● Request
Reproduce the records below in full and without edits, omitting images.

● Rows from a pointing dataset
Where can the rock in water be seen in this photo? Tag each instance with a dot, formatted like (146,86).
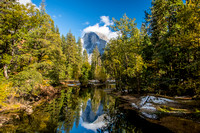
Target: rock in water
(93,39)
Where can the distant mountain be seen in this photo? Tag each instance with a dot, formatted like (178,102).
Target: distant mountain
(93,39)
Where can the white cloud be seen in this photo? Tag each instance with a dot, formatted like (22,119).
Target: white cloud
(86,23)
(106,20)
(102,29)
(24,1)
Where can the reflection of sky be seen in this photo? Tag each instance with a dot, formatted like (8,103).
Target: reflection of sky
(89,121)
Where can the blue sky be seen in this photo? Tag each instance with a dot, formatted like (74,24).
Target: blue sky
(77,15)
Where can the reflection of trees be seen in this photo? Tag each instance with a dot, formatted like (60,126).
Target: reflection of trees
(121,120)
(61,113)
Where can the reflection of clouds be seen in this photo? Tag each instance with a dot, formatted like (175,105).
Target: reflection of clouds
(98,123)
(91,121)
(93,126)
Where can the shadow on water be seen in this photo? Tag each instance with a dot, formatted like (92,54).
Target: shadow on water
(84,110)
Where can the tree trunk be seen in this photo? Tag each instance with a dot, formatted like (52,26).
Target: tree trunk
(5,68)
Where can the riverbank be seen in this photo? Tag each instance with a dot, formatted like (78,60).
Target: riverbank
(179,114)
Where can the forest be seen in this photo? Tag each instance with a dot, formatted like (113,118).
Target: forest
(161,57)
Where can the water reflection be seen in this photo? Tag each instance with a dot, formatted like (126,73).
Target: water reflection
(79,110)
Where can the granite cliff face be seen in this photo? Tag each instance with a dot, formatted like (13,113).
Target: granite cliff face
(93,39)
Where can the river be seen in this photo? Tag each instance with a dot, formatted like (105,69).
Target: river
(83,110)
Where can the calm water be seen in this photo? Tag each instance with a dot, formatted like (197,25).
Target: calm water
(79,110)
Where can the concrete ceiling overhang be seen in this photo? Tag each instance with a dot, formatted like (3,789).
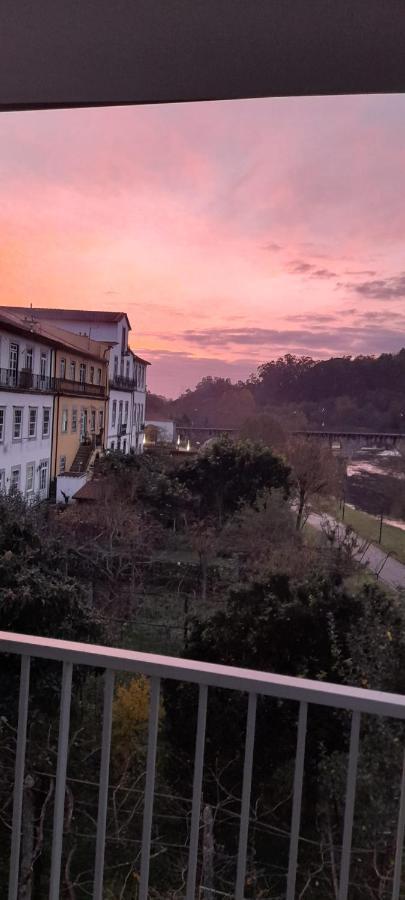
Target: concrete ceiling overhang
(57,53)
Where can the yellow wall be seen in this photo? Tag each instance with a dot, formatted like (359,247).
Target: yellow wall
(69,404)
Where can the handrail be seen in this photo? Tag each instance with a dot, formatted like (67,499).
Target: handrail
(284,687)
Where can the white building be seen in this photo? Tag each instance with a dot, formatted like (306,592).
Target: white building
(26,409)
(160,430)
(127,371)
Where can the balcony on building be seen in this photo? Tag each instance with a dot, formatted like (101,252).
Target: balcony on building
(67,386)
(122,383)
(26,380)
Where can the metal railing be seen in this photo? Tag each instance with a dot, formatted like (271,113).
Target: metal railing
(25,380)
(205,675)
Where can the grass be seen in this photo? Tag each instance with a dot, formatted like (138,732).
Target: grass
(368,527)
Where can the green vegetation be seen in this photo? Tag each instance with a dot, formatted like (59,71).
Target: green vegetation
(201,558)
(368,527)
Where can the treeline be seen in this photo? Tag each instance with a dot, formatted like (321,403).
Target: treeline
(222,531)
(360,393)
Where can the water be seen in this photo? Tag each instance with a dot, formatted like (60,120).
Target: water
(375,483)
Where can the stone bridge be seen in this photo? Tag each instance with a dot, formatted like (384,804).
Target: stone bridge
(348,442)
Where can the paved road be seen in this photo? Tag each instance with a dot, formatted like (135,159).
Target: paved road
(391,572)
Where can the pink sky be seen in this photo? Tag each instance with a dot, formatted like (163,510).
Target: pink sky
(230,232)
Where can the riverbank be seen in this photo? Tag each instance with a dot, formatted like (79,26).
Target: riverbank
(368,527)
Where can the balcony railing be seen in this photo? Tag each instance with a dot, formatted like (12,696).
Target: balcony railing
(121,382)
(65,385)
(25,380)
(356,701)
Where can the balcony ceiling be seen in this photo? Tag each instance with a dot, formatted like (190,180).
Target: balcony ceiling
(57,53)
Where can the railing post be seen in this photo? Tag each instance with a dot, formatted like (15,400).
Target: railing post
(297,795)
(60,787)
(196,806)
(245,805)
(19,777)
(349,808)
(104,779)
(149,786)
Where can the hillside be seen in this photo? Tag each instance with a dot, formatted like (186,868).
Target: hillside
(362,393)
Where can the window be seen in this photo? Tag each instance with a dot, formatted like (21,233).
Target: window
(83,422)
(46,421)
(30,478)
(13,363)
(17,423)
(15,479)
(32,422)
(43,475)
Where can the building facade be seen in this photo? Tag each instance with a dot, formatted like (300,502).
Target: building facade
(127,371)
(27,393)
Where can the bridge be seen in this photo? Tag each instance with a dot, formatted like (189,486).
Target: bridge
(347,442)
(199,434)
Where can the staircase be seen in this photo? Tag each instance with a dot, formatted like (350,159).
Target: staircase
(82,459)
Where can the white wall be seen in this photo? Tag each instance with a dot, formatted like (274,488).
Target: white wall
(167,430)
(68,485)
(25,451)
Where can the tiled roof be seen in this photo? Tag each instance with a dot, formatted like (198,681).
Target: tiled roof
(69,315)
(53,335)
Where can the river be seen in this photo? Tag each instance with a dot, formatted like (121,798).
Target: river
(375,482)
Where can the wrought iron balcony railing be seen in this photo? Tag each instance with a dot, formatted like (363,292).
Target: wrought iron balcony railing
(206,676)
(65,385)
(25,380)
(121,382)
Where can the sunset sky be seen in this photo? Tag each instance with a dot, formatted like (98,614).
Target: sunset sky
(229,232)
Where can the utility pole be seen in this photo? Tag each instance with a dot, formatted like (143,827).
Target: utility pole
(381,525)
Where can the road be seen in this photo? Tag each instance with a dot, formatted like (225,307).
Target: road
(390,571)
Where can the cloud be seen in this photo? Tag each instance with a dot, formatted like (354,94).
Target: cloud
(323,273)
(360,338)
(369,272)
(302,267)
(299,267)
(392,288)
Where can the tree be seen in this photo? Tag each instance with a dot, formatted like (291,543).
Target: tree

● The completed task
Where can the rock in water be seen in this photo? Tag each instance with a dot, formatted like (146,86).
Target: rock in water
(93,39)
Where can the distant mountain be seen in this photo? Tag each instance with a dot, formatted like (178,102).
Target: distant mountain
(93,39)
Where can the white cloud be seen in this photo? Tag each instance with a dot, formatted like (22,119).
Target: white cloud
(86,23)
(106,20)
(102,29)
(24,1)
Where can the reflection of sky be seen in this photo? Tag each instance with a dot, formatted like (8,103).
Target: reflection of sky
(89,121)
Where can the blue sky be seen in this photo? Tag each instance with a dot, formatted like (74,24).
Target: blue sky
(77,15)
Where can the reflection of trees be seen in this photo? Tag each instance with a dot, formatted like (60,126).
Target: reflection of trees
(121,120)
(61,113)
Where can the reflection of clouds be seen in this photo? Tag each instance with a dot, formatted like (175,105).
Target: reflection of clouds
(98,123)
(91,121)
(93,126)
Where can the shadow on water be seen in this photo? Tag each instance with a dot, formatted like (92,54).
Target: shadow on water
(84,110)
Where can the tree trunk be seen in this photo? Tag each instance with a dot, formatted like (52,26).
Target: tree trunk
(5,68)
Where can the riverbank be seen in this photo? Tag each instance with a dot, formatted like (78,60).
Target: riverbank
(179,114)
Where can the forest be seen in this photo? Tag each instance with a dot, formatted like (113,118).
Target: forest
(161,57)
Where can the water reflection be seen in this photo? Tag each instance with a dot, formatted like (126,73).
Target: water reflection
(79,110)
Where can the granite cliff face be seen in this photo? Tag each instance with a dot, formatted like (13,113).
Target: granite cliff face
(93,39)
Where can the river be seen in this photo? Tag each instance with a dot, formatted like (105,69).
Target: river
(83,110)
Where can the calm water be seen in this photo? Tag each instance with a dot, formatted like (197,25).
Target: calm water
(79,110)
Where can the concrete ceiling overhang be seen in this photo? Tag each instance with a dot, formatted like (3,789).
Target: concrete ceiling overhang
(57,53)
Where can the yellow wall be seen in this photo? Tag each instance with a dot, formatted like (359,247).
Target: yellow wall
(69,404)
Where can the handrail be seen in this photo? Tag each instance with a dot, formatted like (67,499).
Target: handrail
(284,687)
Where can the white building be seen in this photo? Tag each instance with a dot, formatted like (306,592).
Target: white building
(26,409)
(160,430)
(127,371)
Where can the balcony on building be seen in this photo? Tag each instance with a dot, formatted like (101,252).
Target: balcony on building
(67,386)
(122,383)
(26,380)
Where can the metal railing be seen in this photo? Tag each instance with a dot, formatted like (271,113).
Target: metal railing
(25,380)
(205,675)
Where can the grass be seen in this photo? Tag each instance with a dot, formatted like (138,732).
Target: grass
(368,527)
Where can the green vegetation be seen in this photo? Tag each instance with a dot, formatted like (59,71).
Target: green vegetation
(201,558)
(368,527)
Where can the treeline be seen in this photo? Tag each instance with a dot, formatted like (321,403).
Target: treeline
(222,531)
(360,393)
Where can the water be seen in this photo? Tag each instance with a dot, formatted like (60,120).
Target: water
(375,483)
Where can the stone bridge be seen in this photo? Tag each instance with a dot, formatted like (384,804).
Target: stone bridge
(348,442)
Where can the paved road be seen in this photo? Tag each instance with a dot, formatted like (135,159).
Target: paved road
(391,572)
Where can the pink sky be seen in this photo? Tag each instance with a dot, formatted like (163,510).
Target: pink sky
(230,232)
Where can the riverbank be seen in this photo? Tag each instance with a dot, formatted like (79,26).
Target: riverbank
(368,527)
Where can the balcony railing be seen in this photo? Tag each instance with a dot, formatted like (12,696).
Target: balcony railing
(121,382)
(65,385)
(25,380)
(356,701)
Where can the balcony ceiling be seen in this photo? Tag each instance with a dot, formatted like (190,180).
Target: balcony ceiling
(57,53)
Where can the railing post be seen in this photo? Tag each instance with a dot, formatted like (15,400).
Target: railing post
(297,795)
(60,787)
(196,806)
(245,805)
(19,777)
(349,808)
(104,779)
(149,786)
Where can the hillside be seen in this photo? Tag each instance with a dot, formatted like (186,868).
Target: hillside
(362,393)
Where can the window be seen in this photo? Tag each instance with a dot, formatted like (21,233).
Target: window
(83,422)
(46,421)
(30,478)
(13,363)
(17,423)
(15,479)
(32,422)
(43,475)
Where can the building facade be seen in this photo? Tag each instance with a dot, formatted like (300,502).
Target: building facade
(127,371)
(27,393)
Where can the bridge be seen in this photo? Tag each instance with a dot, formatted like (189,486).
Target: bridge
(347,442)
(199,434)
Where can the staircase be seen in this photo? Tag each instance with a dot, formatted like (350,159).
Target: staircase
(82,459)
Where can the white wall be seen in this photo? Tag each instance with a dot, formatted like (274,488).
Target: white wall
(167,430)
(68,485)
(25,451)
Where can the tiled roof be seen in this photo? Tag each instance with a dot, formatted like (198,681).
Target: tiled roof
(69,315)
(53,335)
Where can the river be seen in this photo? Tag each instance with a dot, formatted like (121,798).
Target: river
(375,482)
Where can the wrought iron balcony railing be seen in this photo? Tag each instance with a dot, formatted like (363,292).
Target: wrought iron balcony railing
(206,676)
(65,385)
(25,380)
(121,382)
Where can the sunset sky be seen in this photo? Tag each instance with a dot, formatted like (98,614).
Target: sunset sky
(229,232)
Where can the utility pole be seen in this photo? Tag each instance with a dot, formatted like (143,827).
Target: utility pole
(381,525)
Where can the road be seen in this photo? Tag each instance with a dot, formatted like (225,307).
Target: road
(390,571)
Where can the cloud be seen in this photo? Tag each instance with a dot, formatted like (354,94).
Target: cloud
(323,273)
(360,338)
(369,272)
(302,267)
(299,267)
(392,288)
Where can the tree be seen in this photo? Tag each instance with a dot, formatted like (291,543).
Target: tree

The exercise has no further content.